═════ SUPPLIED INFORMATION
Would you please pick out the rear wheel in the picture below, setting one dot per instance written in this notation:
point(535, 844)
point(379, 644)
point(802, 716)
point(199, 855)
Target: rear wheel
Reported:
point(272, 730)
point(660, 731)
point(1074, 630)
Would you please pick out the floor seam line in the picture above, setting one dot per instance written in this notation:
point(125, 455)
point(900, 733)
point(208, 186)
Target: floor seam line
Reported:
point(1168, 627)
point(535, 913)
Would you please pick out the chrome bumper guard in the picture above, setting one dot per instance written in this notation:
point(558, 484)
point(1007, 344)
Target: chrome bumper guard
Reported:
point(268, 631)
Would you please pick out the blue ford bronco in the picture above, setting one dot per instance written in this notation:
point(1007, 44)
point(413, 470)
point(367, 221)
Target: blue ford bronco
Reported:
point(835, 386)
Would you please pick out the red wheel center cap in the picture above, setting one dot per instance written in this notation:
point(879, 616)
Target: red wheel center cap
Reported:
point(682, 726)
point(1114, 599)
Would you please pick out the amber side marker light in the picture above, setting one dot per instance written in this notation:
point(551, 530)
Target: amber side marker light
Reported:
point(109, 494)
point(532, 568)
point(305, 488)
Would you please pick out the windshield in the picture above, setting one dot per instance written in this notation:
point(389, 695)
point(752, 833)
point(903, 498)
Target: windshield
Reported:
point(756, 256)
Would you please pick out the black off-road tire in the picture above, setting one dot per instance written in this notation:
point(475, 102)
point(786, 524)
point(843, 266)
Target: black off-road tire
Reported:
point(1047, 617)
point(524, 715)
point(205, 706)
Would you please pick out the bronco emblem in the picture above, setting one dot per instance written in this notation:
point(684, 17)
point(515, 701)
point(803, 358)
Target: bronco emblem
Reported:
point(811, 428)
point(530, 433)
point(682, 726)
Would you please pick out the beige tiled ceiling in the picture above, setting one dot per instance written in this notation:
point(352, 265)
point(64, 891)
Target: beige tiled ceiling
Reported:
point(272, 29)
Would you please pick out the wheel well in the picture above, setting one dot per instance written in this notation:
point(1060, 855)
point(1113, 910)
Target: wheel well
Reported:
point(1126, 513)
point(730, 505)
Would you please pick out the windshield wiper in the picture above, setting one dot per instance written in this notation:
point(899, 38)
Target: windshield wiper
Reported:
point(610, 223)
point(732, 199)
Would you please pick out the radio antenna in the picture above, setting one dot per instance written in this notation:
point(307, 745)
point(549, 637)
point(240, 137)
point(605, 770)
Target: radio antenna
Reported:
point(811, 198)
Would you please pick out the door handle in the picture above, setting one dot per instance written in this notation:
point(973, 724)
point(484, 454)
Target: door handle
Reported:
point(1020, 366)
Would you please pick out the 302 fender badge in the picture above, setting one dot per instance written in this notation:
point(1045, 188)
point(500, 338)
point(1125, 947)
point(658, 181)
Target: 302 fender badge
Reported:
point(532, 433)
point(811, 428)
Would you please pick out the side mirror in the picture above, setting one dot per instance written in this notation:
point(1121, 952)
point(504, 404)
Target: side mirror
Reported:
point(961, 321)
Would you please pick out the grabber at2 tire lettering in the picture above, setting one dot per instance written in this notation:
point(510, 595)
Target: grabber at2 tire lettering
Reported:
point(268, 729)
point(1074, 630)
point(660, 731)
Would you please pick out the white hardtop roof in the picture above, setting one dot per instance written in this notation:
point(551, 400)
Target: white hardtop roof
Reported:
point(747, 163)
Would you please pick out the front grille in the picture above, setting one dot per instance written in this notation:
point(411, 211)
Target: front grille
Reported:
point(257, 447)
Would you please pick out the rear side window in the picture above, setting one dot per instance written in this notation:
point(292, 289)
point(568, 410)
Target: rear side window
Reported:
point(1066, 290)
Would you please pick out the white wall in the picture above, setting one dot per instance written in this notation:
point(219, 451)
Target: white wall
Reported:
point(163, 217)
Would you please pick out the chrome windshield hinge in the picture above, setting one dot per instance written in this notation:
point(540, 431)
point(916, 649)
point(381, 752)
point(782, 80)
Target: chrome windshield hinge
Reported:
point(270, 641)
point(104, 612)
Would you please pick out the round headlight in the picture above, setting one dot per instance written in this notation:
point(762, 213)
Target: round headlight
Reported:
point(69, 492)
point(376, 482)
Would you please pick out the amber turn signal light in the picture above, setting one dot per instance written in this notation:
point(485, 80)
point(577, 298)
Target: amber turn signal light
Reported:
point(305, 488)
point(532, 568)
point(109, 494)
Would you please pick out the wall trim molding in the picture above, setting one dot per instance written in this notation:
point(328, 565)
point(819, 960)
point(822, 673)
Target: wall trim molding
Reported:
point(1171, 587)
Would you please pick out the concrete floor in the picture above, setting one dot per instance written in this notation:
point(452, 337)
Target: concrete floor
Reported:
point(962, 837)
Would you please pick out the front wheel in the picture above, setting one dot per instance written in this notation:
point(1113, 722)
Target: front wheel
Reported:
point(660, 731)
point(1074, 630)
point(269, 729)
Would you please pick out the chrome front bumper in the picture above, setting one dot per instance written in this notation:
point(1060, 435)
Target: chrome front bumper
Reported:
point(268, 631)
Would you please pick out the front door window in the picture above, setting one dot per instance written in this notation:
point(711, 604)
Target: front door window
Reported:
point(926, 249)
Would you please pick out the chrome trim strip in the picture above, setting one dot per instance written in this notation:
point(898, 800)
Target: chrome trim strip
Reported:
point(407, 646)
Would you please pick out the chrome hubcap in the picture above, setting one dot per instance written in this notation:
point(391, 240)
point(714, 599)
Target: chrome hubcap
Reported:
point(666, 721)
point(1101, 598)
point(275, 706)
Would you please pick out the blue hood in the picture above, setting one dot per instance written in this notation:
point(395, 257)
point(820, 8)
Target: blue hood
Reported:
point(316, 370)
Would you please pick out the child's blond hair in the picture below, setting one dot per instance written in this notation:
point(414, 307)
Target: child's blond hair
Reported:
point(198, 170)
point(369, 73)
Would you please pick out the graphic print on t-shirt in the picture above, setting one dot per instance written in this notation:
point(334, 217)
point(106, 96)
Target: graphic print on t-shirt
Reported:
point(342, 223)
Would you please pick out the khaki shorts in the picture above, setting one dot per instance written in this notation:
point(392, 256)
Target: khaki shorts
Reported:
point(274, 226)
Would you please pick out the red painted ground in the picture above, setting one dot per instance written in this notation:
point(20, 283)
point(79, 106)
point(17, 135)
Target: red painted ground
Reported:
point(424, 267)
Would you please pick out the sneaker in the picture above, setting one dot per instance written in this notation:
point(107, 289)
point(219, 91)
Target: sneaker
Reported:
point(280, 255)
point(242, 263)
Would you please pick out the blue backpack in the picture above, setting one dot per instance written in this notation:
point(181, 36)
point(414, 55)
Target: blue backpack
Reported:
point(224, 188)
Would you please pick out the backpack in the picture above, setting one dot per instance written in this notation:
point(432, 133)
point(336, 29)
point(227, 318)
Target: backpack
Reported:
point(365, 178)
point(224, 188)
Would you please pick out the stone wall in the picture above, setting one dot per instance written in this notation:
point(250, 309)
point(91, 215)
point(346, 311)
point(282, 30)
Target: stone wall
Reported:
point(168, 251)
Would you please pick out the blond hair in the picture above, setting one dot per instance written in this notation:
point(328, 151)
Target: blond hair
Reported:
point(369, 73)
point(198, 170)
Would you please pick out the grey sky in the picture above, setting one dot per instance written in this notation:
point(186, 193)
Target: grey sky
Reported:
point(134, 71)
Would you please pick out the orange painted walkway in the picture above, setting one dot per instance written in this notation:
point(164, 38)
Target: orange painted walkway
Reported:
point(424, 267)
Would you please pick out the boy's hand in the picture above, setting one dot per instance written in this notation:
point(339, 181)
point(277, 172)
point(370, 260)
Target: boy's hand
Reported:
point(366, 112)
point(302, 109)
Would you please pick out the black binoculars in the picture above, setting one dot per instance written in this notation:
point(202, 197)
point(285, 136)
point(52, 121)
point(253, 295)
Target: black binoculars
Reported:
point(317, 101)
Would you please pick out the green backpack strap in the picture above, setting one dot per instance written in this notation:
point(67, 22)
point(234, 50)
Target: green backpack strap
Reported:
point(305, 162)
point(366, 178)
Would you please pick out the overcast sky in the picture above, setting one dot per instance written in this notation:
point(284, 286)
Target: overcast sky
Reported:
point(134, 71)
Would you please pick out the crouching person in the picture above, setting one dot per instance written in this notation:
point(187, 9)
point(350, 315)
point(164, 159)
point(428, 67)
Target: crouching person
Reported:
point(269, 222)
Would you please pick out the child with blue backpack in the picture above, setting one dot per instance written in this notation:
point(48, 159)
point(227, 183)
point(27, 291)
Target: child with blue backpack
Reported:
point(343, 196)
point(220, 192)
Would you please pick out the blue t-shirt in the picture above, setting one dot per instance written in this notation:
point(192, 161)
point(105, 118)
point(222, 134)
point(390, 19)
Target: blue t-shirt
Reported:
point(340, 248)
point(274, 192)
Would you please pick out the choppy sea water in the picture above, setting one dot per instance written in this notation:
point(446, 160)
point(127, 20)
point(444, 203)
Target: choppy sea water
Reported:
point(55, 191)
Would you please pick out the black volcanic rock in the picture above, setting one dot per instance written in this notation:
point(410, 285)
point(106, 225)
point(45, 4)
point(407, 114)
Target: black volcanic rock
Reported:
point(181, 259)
══════════
* WRITTEN REQUEST:
Please copy the items starting with the line that contains "Would you please pick out the blue hood" and going on through the line that contains "point(242, 263)", keeping every line unchanged.

* ANSWER TO THIS TASK:
Would you please pick out the blue hood in the picture above, setting one dot per instance written in this notation:
point(395, 257)
point(820, 8)
Target: blue hood
Reported:
point(316, 370)
Would you please pick out the child's blond hair in the picture below, setting one dot per instance written in this notation:
point(414, 307)
Target: child's blond hair
Reported:
point(198, 170)
point(369, 73)
Would you please pick out the graphic print on t-shirt in the picture above, setting one dot per instance written in this notation:
point(334, 217)
point(106, 96)
Target: graphic print on t-shirt
Reported:
point(342, 223)
Would you please pick out the khaki shorts in the picture above, setting one dot per instance written in this notation:
point(392, 256)
Target: khaki shorts
Reported:
point(274, 226)
Would you please pick out the red painted ground in the picture above, setting one dot per instance written in this notation:
point(20, 283)
point(79, 106)
point(17, 135)
Target: red painted ground
Reported:
point(424, 267)
Would you please pick out the sneaker in the picture above, setting one dot per instance written in this notation:
point(107, 289)
point(219, 91)
Target: sneaker
Reported:
point(280, 255)
point(242, 263)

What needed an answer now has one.